Kafka Cluster with Open SuSe VMs
Apache Kafka is an open-source distributed event streaming platform used by thousands of companies for high-performance data pipelines, streaming analytics, data integration, and mission-critical applications.
- Broker: Handles the commit log (how messages are stored on the disk)
- Topics: Logical name of where messages are stored in the broker
- ZooKeeper: ZooKeeper is a key part of how the brokers work and is a requirement to run Kafka
- Producer: Sends messages to Kafka
- Consumer: Retrieves messages from Kafka
Brokers can be thought of as the server side of Kafka, that work together with other brokers to form the core of the system.
An important broker configuration property for rolling restarts is controlled.shutdown.enable. Setting this to true enables the transfer of partition leadership before a broker shuts down.
- log.retention.bytes: The largest size threshold in bytes for deleting a log
- log.retention.ms: The length in milliseconds a log will be maintained before being deleted
- log.retention.minutes: Length before deletion in minutes. log.retention.ms is used as well if both are set
- log.retention.hours: Length before deletion in hours. log.retention.ms and log.retention.minutes would be used before this value if either of those are set
Topics are made up of partitions, and partitions can have replicas for fault tolerance. Also, partitions are written on the disks of the Kafka brokers. One of the replicas of the partition will have the job of being the leader. The leader is in charge of handling writes from external producer clients for that partition. Because the leader is the only one with newly written data, it also has the job of being the source of data for the replica followers. And because the ISR list is maintained by the leader, it knows which replicas are up to date and have seen all the current messages. Replicas act as consumers of the leader partition and will fetch the messages.

▶ **Your assignment**
Rewrite the Kafka cluster text starting at "Kafka Cluster with" and ending at "on the disk)", replacing "data pipelines" with "ETL workflows".

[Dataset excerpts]
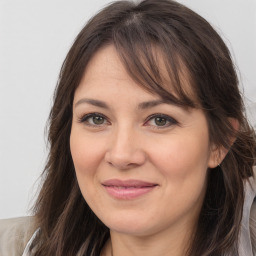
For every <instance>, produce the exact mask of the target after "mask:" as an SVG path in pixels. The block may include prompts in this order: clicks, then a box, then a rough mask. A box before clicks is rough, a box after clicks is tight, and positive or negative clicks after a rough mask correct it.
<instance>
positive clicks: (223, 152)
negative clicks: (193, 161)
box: [208, 146, 228, 169]
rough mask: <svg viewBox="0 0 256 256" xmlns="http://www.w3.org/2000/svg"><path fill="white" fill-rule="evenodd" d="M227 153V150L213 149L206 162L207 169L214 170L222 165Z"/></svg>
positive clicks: (220, 148) (216, 148)
mask: <svg viewBox="0 0 256 256" xmlns="http://www.w3.org/2000/svg"><path fill="white" fill-rule="evenodd" d="M227 153H228V149H227V148H225V147H223V146H221V147H213V148H212V150H211V154H210V157H209V161H208V168H211V169H212V168H216V167H217V166H218V165H220V164H221V163H222V161H223V160H224V158H225V157H226V155H227Z"/></svg>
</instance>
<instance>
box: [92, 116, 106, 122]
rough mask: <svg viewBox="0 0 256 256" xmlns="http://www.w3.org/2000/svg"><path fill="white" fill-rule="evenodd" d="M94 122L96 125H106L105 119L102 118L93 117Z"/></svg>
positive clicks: (100, 116) (95, 116) (97, 117)
mask: <svg viewBox="0 0 256 256" xmlns="http://www.w3.org/2000/svg"><path fill="white" fill-rule="evenodd" d="M93 122H94V123H95V124H103V123H104V118H103V117H101V116H94V117H93Z"/></svg>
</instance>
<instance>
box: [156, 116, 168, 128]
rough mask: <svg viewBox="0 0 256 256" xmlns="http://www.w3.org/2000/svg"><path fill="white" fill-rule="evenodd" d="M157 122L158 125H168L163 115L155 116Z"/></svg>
mask: <svg viewBox="0 0 256 256" xmlns="http://www.w3.org/2000/svg"><path fill="white" fill-rule="evenodd" d="M155 123H156V125H158V126H164V125H166V119H165V118H163V117H156V118H155Z"/></svg>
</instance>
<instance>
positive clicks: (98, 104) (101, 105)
mask: <svg viewBox="0 0 256 256" xmlns="http://www.w3.org/2000/svg"><path fill="white" fill-rule="evenodd" d="M83 103H87V104H90V105H93V106H96V107H100V108H106V109H109V106H108V105H107V104H106V103H105V102H103V101H101V100H94V99H87V98H83V99H81V100H79V101H78V102H77V103H76V104H75V108H76V107H77V106H78V105H81V104H83Z"/></svg>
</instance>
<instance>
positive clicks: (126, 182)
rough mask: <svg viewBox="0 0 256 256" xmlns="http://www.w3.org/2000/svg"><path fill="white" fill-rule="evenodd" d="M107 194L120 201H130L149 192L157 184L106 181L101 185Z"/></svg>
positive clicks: (140, 182) (121, 180)
mask: <svg viewBox="0 0 256 256" xmlns="http://www.w3.org/2000/svg"><path fill="white" fill-rule="evenodd" d="M102 185H103V186H104V187H105V189H106V191H107V193H108V194H109V195H110V196H111V197H113V198H115V199H121V200H131V199H135V198H138V197H140V196H142V195H145V194H147V193H149V192H151V191H152V190H153V189H154V188H155V187H157V186H158V184H154V183H149V182H144V181H139V180H126V181H122V180H117V179H113V180H107V181H105V182H103V183H102Z"/></svg>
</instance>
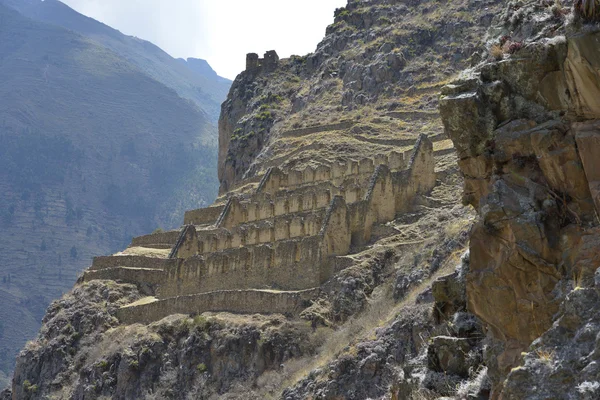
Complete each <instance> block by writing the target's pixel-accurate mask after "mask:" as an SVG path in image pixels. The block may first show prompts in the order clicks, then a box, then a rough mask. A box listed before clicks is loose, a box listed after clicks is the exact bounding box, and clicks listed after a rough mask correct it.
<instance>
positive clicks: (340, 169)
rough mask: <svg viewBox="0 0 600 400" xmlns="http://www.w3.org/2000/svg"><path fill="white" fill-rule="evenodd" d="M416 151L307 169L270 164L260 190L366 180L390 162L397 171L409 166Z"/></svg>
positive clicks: (364, 180)
mask: <svg viewBox="0 0 600 400" xmlns="http://www.w3.org/2000/svg"><path fill="white" fill-rule="evenodd" d="M412 153H414V151H411V152H409V154H404V153H399V152H391V153H389V154H387V155H384V154H381V155H377V156H375V158H364V159H362V160H359V161H349V162H347V163H340V164H333V165H332V166H325V165H321V166H319V167H317V168H311V167H309V168H306V169H305V170H303V171H297V170H292V171H288V172H284V171H282V170H281V169H280V168H269V170H268V171H267V173H266V174H265V175H264V176H263V178H262V180H261V182H260V184H259V186H258V189H257V192H266V193H275V192H277V191H279V190H282V189H290V190H291V189H295V188H298V187H300V186H303V185H314V184H316V183H319V182H331V183H333V184H334V185H335V186H338V187H339V186H341V185H342V184H343V182H344V181H346V180H347V179H349V178H350V179H352V180H353V181H355V182H366V181H368V180H369V179H370V178H371V176H372V175H373V173H374V172H375V168H376V167H377V166H378V165H387V166H388V168H389V169H390V170H393V171H396V170H403V169H405V168H406V167H407V164H408V160H409V157H410V154H412Z"/></svg>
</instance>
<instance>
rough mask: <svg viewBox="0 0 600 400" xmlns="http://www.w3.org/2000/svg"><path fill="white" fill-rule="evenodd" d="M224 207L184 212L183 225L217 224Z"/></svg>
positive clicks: (207, 224)
mask: <svg viewBox="0 0 600 400" xmlns="http://www.w3.org/2000/svg"><path fill="white" fill-rule="evenodd" d="M223 208H225V206H224V205H219V206H213V207H207V208H200V209H198V210H190V211H186V212H185V215H184V217H183V223H184V225H212V224H214V223H216V222H217V219H219V216H220V215H221V213H222V212H223Z"/></svg>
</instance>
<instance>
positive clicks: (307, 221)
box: [197, 207, 326, 254]
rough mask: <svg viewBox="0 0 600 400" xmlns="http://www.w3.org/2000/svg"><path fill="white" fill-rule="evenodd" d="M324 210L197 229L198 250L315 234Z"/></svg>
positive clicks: (224, 249)
mask: <svg viewBox="0 0 600 400" xmlns="http://www.w3.org/2000/svg"><path fill="white" fill-rule="evenodd" d="M325 212H326V208H325V207H322V208H320V209H317V210H315V211H308V212H297V213H287V214H280V215H276V216H274V217H272V218H271V219H261V220H259V221H249V222H247V223H245V224H241V225H238V226H234V227H232V228H231V229H226V228H215V229H210V230H199V231H197V237H198V254H204V253H210V252H214V251H220V250H225V249H230V248H237V247H240V246H251V245H256V244H261V243H262V244H264V243H271V242H275V241H280V240H288V239H294V238H301V237H304V236H315V235H317V234H318V233H319V231H320V230H321V226H322V225H323V220H324V218H325Z"/></svg>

▶ **Result of this task**
Kafka Cluster with Open SuSe VMs
Apache Kafka is an open-source distributed event streaming platform used by thousands of companies for high-performance ETL workflows, streaming analytics, data integration, and mission-critical applications.
- Broker: Handles the commit log (how messages are stored on the disk)